● PROMPT
Could you copy out all of the entries exactly?
---------- LISTED RECORDS
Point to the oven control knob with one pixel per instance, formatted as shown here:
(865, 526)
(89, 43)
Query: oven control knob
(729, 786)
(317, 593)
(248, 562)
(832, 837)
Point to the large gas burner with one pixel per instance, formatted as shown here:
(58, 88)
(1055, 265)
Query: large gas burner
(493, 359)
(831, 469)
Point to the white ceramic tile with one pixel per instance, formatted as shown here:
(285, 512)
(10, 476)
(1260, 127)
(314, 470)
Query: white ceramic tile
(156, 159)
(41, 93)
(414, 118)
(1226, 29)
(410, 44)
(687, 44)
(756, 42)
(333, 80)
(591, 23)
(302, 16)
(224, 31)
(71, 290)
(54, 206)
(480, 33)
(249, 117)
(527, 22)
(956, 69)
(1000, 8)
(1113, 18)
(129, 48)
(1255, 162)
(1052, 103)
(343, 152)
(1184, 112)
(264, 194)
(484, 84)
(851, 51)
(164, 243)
--------------------
● SOLUTION
Point to the oven control knob with one pixel per instance, formatted as shown here:
(865, 526)
(89, 43)
Query: oven control knob
(729, 786)
(317, 593)
(248, 562)
(832, 837)
Point to the large gas burner with one pixel per instance, formatted as shown here:
(58, 88)
(1055, 265)
Query: large gas burner
(493, 359)
(831, 469)
Point to the white ceramic tile with one pixel per instance, formatted as shown here:
(285, 512)
(10, 476)
(1260, 127)
(314, 470)
Query: white ceramic tile
(156, 159)
(41, 93)
(414, 118)
(1226, 29)
(410, 44)
(687, 44)
(756, 42)
(333, 80)
(591, 23)
(302, 16)
(224, 31)
(71, 290)
(54, 206)
(480, 33)
(249, 117)
(527, 22)
(956, 69)
(1000, 8)
(1113, 18)
(129, 48)
(1255, 162)
(1052, 103)
(343, 152)
(1184, 112)
(264, 194)
(484, 84)
(851, 51)
(164, 243)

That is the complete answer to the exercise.